Provided records —
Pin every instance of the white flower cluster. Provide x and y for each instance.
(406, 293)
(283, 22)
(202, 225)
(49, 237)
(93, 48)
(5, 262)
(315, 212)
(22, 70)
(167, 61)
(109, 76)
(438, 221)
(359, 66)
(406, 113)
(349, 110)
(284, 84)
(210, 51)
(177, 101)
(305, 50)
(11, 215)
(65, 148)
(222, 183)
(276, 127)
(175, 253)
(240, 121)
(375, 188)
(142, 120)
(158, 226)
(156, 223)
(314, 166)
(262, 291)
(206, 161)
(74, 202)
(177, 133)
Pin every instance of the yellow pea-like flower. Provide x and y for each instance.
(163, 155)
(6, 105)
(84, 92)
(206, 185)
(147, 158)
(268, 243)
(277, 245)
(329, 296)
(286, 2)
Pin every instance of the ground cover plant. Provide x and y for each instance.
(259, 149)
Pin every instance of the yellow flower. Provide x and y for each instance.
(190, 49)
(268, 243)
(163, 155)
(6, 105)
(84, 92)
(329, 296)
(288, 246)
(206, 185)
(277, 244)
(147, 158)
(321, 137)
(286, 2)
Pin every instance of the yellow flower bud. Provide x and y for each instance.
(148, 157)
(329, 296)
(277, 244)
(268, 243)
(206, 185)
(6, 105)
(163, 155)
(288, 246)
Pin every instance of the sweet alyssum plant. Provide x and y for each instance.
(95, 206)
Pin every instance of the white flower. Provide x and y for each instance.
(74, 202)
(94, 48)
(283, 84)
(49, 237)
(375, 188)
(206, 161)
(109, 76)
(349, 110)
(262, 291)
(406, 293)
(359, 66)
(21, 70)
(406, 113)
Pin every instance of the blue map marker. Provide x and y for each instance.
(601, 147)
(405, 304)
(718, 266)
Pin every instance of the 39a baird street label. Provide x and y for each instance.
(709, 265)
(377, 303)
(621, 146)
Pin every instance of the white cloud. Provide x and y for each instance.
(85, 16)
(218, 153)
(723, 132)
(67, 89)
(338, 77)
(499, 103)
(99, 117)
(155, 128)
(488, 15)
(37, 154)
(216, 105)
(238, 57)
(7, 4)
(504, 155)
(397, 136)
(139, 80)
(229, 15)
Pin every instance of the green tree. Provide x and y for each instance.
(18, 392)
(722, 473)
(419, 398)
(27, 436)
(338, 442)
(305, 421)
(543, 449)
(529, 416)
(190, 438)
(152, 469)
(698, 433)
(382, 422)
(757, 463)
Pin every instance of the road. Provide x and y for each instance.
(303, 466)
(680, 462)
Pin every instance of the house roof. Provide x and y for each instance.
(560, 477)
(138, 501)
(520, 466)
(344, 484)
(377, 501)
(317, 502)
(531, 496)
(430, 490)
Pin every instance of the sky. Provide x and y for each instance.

Short exercise — Copy all of the records above verbatim, line for line.

Output below —
Pin every instance of the white flower cluster. Provide x and y for each instance.
(406, 293)
(283, 22)
(202, 225)
(49, 237)
(93, 48)
(5, 262)
(315, 212)
(22, 70)
(167, 61)
(109, 76)
(438, 221)
(359, 66)
(406, 113)
(349, 110)
(284, 84)
(210, 51)
(177, 101)
(305, 50)
(11, 215)
(65, 148)
(222, 183)
(276, 127)
(175, 253)
(240, 121)
(375, 188)
(142, 120)
(158, 226)
(156, 223)
(314, 166)
(262, 291)
(206, 161)
(74, 202)
(177, 133)
Pin every instance of the yellow pea-like flower. Provide x and y for each instance.
(163, 155)
(6, 105)
(84, 92)
(206, 185)
(147, 158)
(268, 243)
(277, 245)
(329, 296)
(286, 2)
Pin every instance of the ground cover plant. Provide x and y for each instance.
(259, 149)
Pin every instance of the yellow flower. Provide x and y for each instance.
(190, 49)
(268, 243)
(163, 155)
(6, 105)
(84, 92)
(329, 296)
(288, 246)
(206, 185)
(277, 244)
(147, 158)
(321, 137)
(286, 2)
Pin every instance of the yellow flower bud. Provide x and y for each instance.
(148, 157)
(329, 296)
(277, 244)
(268, 243)
(206, 185)
(6, 105)
(163, 155)
(288, 246)
Pin every instance of the sweet alyssum plant. Provide x and y for each instance.
(95, 206)
Pin every instance of the white flower. Provide x and y for each instance.
(74, 202)
(94, 48)
(283, 84)
(49, 237)
(375, 188)
(206, 161)
(109, 76)
(349, 110)
(262, 291)
(406, 293)
(359, 66)
(21, 70)
(406, 113)
Pin every instance of the blue map marker. Provide x and y for each instance.
(601, 147)
(405, 304)
(718, 266)
Pin every instance of the 39a baird street label. Provide x and y for each instance.
(709, 265)
(377, 303)
(621, 146)
Pin every instance of the white cloud. Provide x and y for each instance.
(85, 16)
(218, 153)
(723, 132)
(67, 89)
(338, 77)
(499, 103)
(99, 117)
(155, 128)
(488, 15)
(37, 154)
(216, 105)
(238, 57)
(7, 4)
(504, 155)
(397, 136)
(139, 80)
(229, 15)
Pin every instance of the green tree. Provide x and y for each instance.
(18, 392)
(722, 473)
(419, 398)
(27, 436)
(338, 442)
(305, 421)
(543, 449)
(529, 416)
(190, 438)
(152, 469)
(698, 433)
(382, 422)
(757, 463)
Pin every instance of the road. Provide x and y for each instance.
(303, 466)
(680, 462)
Pin every instance of the house roof. Provide x and y for each instance.
(560, 477)
(138, 501)
(520, 466)
(344, 484)
(377, 501)
(317, 502)
(531, 496)
(430, 490)
Pin every instance of the sky. Provide x and y for each instance.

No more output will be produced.